**EXERCISE BRIEF:** Find every line in the records that contains the word "side" and copy each of those lines.

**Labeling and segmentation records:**
____

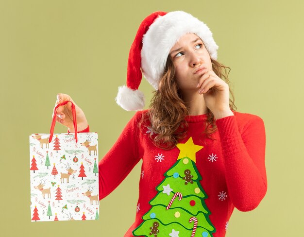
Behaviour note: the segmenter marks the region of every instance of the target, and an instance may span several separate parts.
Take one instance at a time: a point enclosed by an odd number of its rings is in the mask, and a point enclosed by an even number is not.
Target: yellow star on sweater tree
[[[177,157],[178,160],[186,156],[195,163],[196,163],[195,153],[204,147],[203,146],[195,145],[191,136],[186,143],[177,143],[176,146],[181,151]]]

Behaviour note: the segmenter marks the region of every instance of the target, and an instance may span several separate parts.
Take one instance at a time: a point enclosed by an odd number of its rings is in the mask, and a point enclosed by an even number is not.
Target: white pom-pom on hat
[[[127,86],[119,87],[115,98],[119,105],[128,111],[143,109],[144,94],[138,90],[142,74],[158,90],[170,49],[187,33],[200,37],[210,58],[217,59],[219,46],[212,33],[204,23],[191,14],[182,11],[155,12],[142,21],[130,50]]]
[[[145,106],[144,93],[139,90],[132,90],[125,85],[118,88],[116,102],[128,111],[141,110]]]

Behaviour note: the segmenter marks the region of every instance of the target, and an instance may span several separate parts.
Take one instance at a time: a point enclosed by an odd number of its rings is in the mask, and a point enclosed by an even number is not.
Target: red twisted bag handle
[[[51,143],[53,137],[53,135],[54,134],[54,128],[55,127],[55,124],[56,124],[56,116],[57,116],[57,109],[58,107],[62,105],[64,105],[68,103],[68,102],[72,103],[72,114],[73,114],[73,124],[74,124],[74,128],[75,129],[75,139],[77,142],[78,139],[77,138],[77,123],[76,120],[76,109],[75,108],[75,105],[70,101],[66,101],[61,103],[59,103],[55,107],[54,116],[53,116],[53,120],[52,120],[51,125],[51,130],[50,131],[50,138],[49,138],[49,143]]]

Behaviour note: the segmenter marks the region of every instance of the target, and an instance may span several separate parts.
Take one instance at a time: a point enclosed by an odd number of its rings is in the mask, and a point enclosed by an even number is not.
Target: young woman
[[[234,109],[218,49],[208,27],[184,12],[153,13],[139,27],[127,86],[116,98],[137,111],[99,162],[101,200],[142,159],[135,220],[125,237],[224,237],[234,208],[253,210],[265,195],[264,122]],[[142,73],[155,89],[143,110]],[[57,97],[55,106],[74,102]],[[75,106],[78,130],[89,132]],[[70,103],[57,115],[73,132]]]

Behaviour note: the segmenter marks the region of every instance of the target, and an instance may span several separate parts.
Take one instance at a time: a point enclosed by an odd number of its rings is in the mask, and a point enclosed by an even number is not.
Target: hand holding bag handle
[[[57,109],[61,105],[66,104],[68,102],[72,103],[72,114],[73,114],[73,124],[74,124],[74,129],[75,129],[75,139],[76,139],[76,142],[77,142],[78,140],[77,138],[77,123],[76,120],[76,109],[75,108],[75,105],[71,101],[66,101],[61,103],[57,104],[54,110],[55,112],[54,112],[53,120],[52,120],[51,125],[51,130],[50,131],[50,138],[49,138],[49,143],[51,143],[51,141],[53,135],[54,134],[54,128],[55,128],[55,124],[56,124],[56,116],[57,116]]]

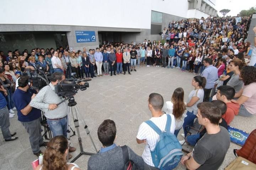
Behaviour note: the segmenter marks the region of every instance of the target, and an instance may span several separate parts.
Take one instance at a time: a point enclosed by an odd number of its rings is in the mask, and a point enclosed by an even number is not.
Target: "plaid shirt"
[[[47,119],[62,118],[68,114],[68,104],[63,102],[58,106],[56,109],[50,110],[48,107],[50,104],[57,104],[63,100],[62,97],[59,97],[55,93],[54,87],[50,83],[42,89],[31,100],[30,105],[31,107],[36,108],[45,112]]]
[[[89,59],[91,62],[94,62],[94,56],[93,54],[89,54]]]
[[[109,54],[109,58],[111,62],[113,62],[114,61],[116,61],[116,54],[114,53],[110,53]]]

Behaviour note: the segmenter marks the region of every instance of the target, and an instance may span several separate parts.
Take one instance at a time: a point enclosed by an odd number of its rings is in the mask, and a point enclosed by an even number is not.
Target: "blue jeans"
[[[196,135],[192,135],[187,136],[186,138],[186,141],[190,145],[195,146],[197,141],[200,139],[199,138],[200,133],[198,133]]]
[[[68,122],[67,116],[61,119],[52,120],[47,119],[47,123],[51,131],[53,132],[53,137],[63,135],[67,137]]]
[[[56,72],[60,72],[61,73],[63,73],[63,70],[62,70],[59,68],[53,68],[53,73]]]
[[[176,136],[176,137],[177,137],[177,136],[178,136],[178,132],[180,132],[180,130],[181,129],[178,129],[177,130],[175,130],[174,131],[174,135],[175,135],[175,136]]]
[[[121,73],[123,71],[123,63],[117,62],[117,73]]]
[[[181,59],[177,55],[176,59],[177,60],[177,67],[180,67],[180,61]]]
[[[204,70],[204,66],[203,65],[201,66],[201,67],[200,67],[200,73],[202,74]]]
[[[186,129],[187,127],[189,128],[190,126],[192,126],[194,124],[194,120],[197,117],[196,115],[193,114],[194,111],[192,112],[187,111],[187,117],[184,119],[184,122],[183,124],[183,130],[184,131],[185,137],[187,136],[187,132]]]
[[[187,61],[184,61],[182,60],[182,67],[181,68],[181,70],[182,71],[185,70],[185,67],[186,66],[186,65],[187,64]]]
[[[14,104],[12,99],[12,92],[11,89],[10,88],[8,91],[9,94],[5,97],[5,99],[7,102],[7,108],[9,110],[14,107]]]

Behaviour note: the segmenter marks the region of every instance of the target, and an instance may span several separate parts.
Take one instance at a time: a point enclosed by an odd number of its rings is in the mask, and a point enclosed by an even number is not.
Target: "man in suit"
[[[129,74],[131,75],[130,72],[130,53],[127,52],[128,49],[126,48],[124,49],[124,52],[123,54],[123,58],[124,60],[124,75],[125,75],[126,69],[128,70]]]
[[[68,51],[64,51],[62,57],[64,59],[64,60],[65,60],[66,64],[68,66],[67,70],[66,70],[65,77],[67,78],[70,78],[71,77],[71,73],[72,72],[72,71],[71,71],[71,65],[70,61],[69,61],[70,56],[68,55]]]

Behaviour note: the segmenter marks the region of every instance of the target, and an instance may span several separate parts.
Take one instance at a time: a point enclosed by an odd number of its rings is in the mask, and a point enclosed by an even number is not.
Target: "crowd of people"
[[[18,49],[9,51],[6,56],[0,51],[0,116],[3,117],[0,126],[5,141],[17,138],[13,137],[15,133],[11,134],[9,130],[8,118],[13,117],[14,110],[17,110],[18,120],[30,135],[34,154],[38,156],[42,153],[40,147],[47,146],[43,164],[37,169],[58,169],[60,166],[79,169],[77,165],[66,163],[67,156],[69,159],[72,157],[68,155],[68,151],[76,149],[68,146],[63,137],[67,136],[67,105],[64,102],[57,105],[62,99],[55,93],[54,86],[72,76],[85,79],[125,75],[127,71],[131,75],[138,67],[160,66],[193,73],[194,89],[187,102],[181,87],[176,89],[170,101],[165,102],[161,95],[150,94],[148,100],[152,116],[150,120],[163,130],[166,115],[169,114],[170,132],[177,137],[183,128],[184,133],[181,135],[184,139],[180,143],[186,142],[195,146],[192,152],[181,159],[188,169],[217,169],[229,146],[227,125],[237,115],[249,117],[256,113],[256,36],[254,48],[246,40],[251,17],[209,17],[170,22],[168,28],[162,31],[162,41],[108,43],[89,52],[85,48],[77,51],[70,51],[68,47],[60,47],[56,50],[36,48],[30,54],[26,49],[21,53]],[[256,35],[256,27],[253,30]],[[23,75],[38,69],[52,76],[50,86],[36,95],[37,92],[30,88],[28,77]],[[49,143],[44,142],[41,135],[41,110],[53,132],[54,137]],[[190,127],[196,118],[204,128],[191,135]],[[88,169],[124,167],[122,149],[114,143],[116,131],[111,120],[105,120],[100,125],[98,136],[103,147],[90,158]],[[143,122],[136,137],[138,143],[146,144],[142,158],[128,147],[129,159],[139,169],[157,169],[150,150],[158,136]],[[220,143],[223,144],[222,147],[216,144]]]

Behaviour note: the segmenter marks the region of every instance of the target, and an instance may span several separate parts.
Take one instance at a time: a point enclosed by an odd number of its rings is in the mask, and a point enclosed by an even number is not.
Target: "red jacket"
[[[123,53],[121,53],[120,54],[117,53],[116,53],[116,56],[117,57],[117,62],[122,62],[122,59],[123,58]]]
[[[235,117],[235,115],[238,114],[240,106],[238,103],[231,102],[227,103],[227,110],[222,116],[227,122],[228,125],[231,122]]]

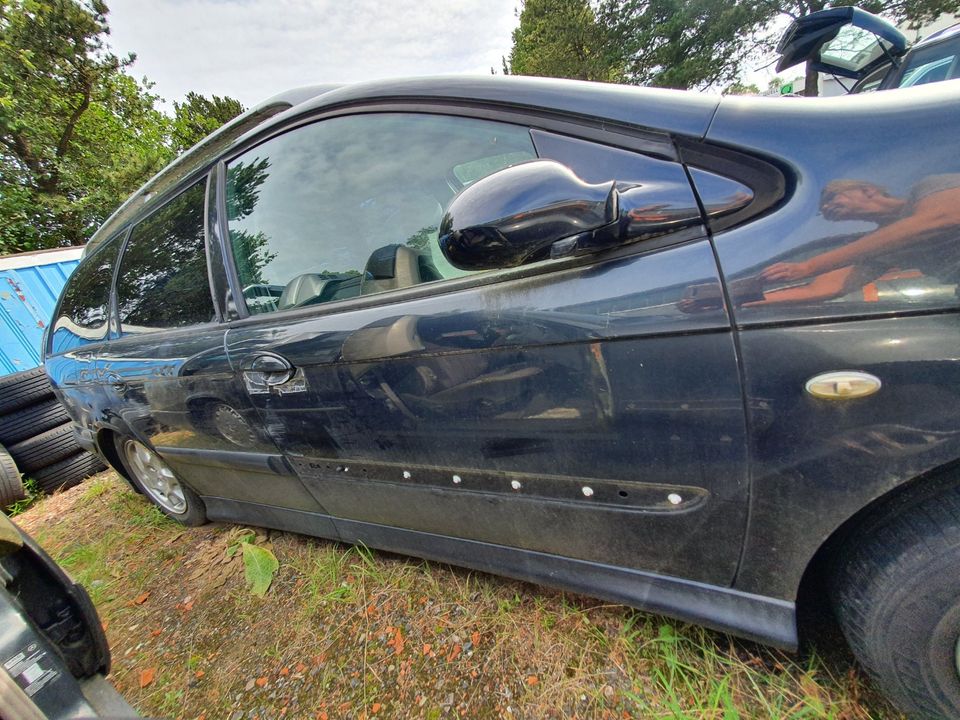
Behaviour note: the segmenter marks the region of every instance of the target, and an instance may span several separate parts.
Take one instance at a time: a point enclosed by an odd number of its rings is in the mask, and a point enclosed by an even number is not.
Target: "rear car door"
[[[418,110],[303,124],[221,170],[249,314],[226,347],[263,426],[346,540],[415,531],[729,583],[744,410],[705,233],[482,273],[437,244],[457,192],[537,157],[698,213],[670,141]]]

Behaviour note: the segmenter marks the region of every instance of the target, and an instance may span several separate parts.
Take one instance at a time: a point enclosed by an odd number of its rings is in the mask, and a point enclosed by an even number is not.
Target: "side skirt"
[[[798,645],[796,606],[787,600],[586,560],[299,510],[218,497],[204,497],[203,501],[211,520],[251,523],[346,543],[363,543],[379,550],[623,603],[787,650],[796,650]]]

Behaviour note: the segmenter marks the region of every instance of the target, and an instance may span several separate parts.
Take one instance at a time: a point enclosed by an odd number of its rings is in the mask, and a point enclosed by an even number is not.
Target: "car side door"
[[[411,538],[446,536],[728,584],[743,402],[672,143],[461,112],[329,117],[226,160],[249,313],[226,346],[264,427],[344,539],[416,553]],[[589,257],[453,267],[437,243],[451,199],[538,157],[664,188],[697,222]]]
[[[316,510],[232,382],[209,282],[207,181],[160,204],[124,244],[111,339],[97,353],[100,422],[152,445],[202,496]]]

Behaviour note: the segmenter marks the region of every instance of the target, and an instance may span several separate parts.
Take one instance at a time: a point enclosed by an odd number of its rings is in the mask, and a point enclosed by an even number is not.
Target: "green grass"
[[[23,490],[25,494],[22,499],[4,508],[4,512],[8,517],[16,517],[25,512],[27,508],[43,497],[43,491],[40,489],[40,485],[38,485],[37,481],[33,478],[24,479]]]
[[[112,679],[147,716],[900,717],[842,653],[789,655],[365,547],[182,528],[111,475],[71,492],[59,522],[44,502],[23,521],[91,591]],[[280,561],[262,599],[229,557],[242,538]]]

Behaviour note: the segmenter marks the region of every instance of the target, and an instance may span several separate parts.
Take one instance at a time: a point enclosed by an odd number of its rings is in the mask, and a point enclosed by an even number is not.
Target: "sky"
[[[110,45],[168,109],[327,82],[500,70],[517,0],[108,0]]]

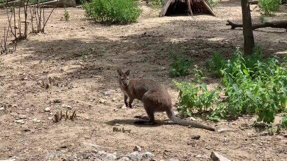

____

**RESULT FOR THIS TASK:**
Target: "side skirt"
Target: "car side door"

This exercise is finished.